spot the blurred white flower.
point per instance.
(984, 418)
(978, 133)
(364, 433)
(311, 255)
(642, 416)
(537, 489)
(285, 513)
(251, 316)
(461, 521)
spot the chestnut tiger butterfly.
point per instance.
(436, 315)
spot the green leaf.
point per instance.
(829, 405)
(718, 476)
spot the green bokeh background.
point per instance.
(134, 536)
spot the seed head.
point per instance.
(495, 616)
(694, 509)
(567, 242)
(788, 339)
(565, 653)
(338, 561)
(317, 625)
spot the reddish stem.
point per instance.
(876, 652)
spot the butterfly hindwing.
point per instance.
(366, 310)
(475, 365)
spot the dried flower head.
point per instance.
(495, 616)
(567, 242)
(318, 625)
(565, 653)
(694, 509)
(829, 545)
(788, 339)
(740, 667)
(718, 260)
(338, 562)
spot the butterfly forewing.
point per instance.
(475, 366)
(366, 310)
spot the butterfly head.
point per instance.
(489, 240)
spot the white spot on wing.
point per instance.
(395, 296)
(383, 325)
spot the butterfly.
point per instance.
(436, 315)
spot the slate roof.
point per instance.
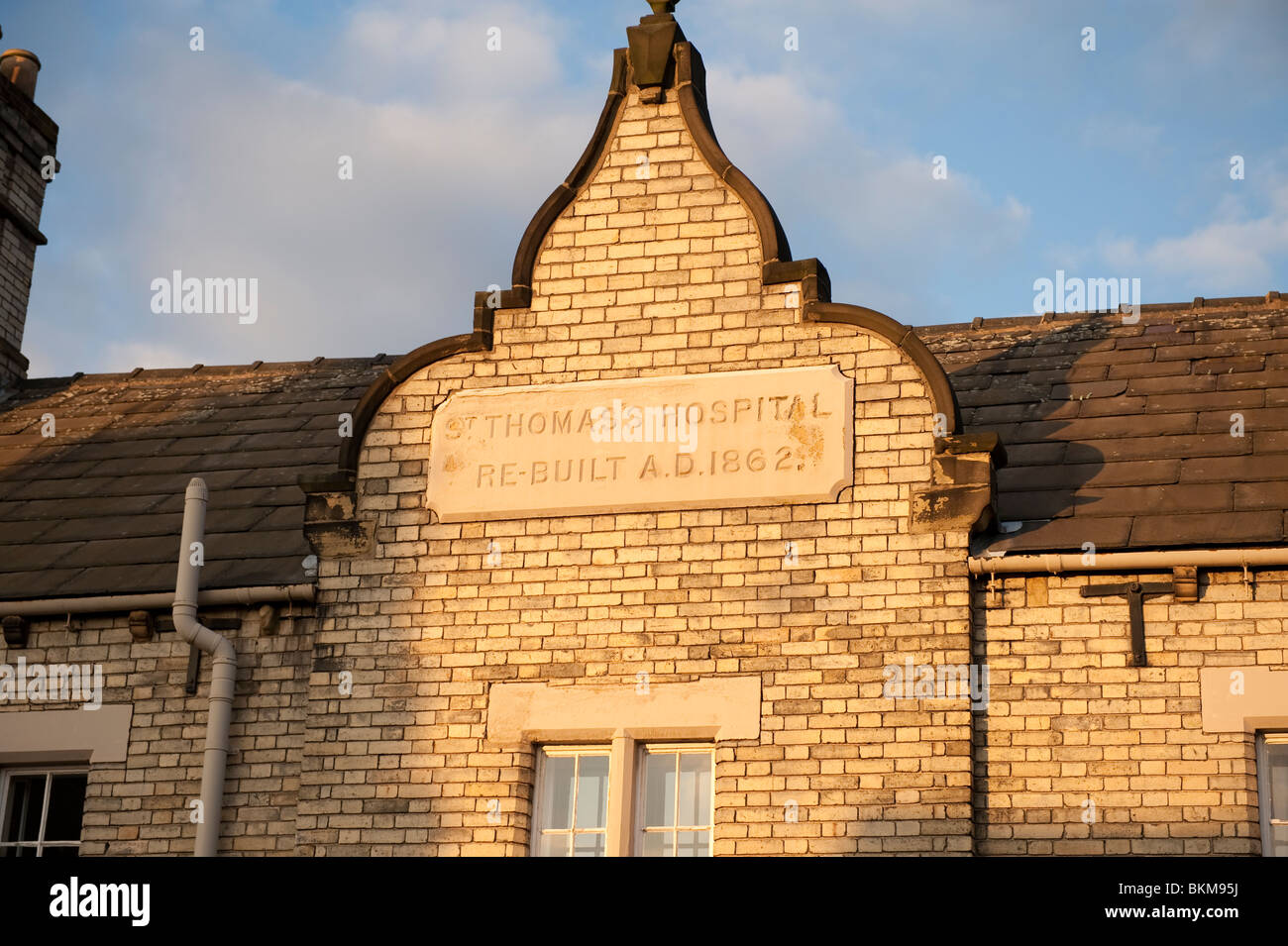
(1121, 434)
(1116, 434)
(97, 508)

________________________

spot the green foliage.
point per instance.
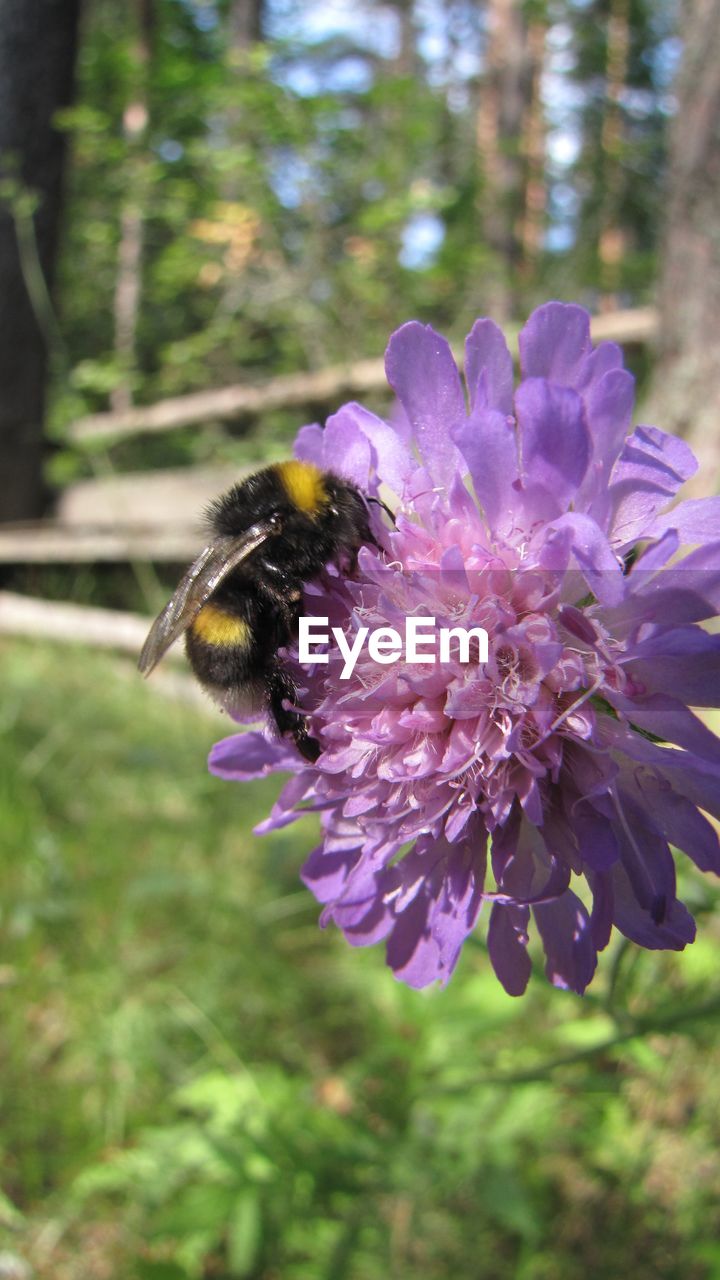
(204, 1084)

________________________

▶ _Exercise goal_:
Gather every line of the listing above that contains the word "flower".

▶ _Result of the task_:
spot the blurred white flower.
spot the dried flower head.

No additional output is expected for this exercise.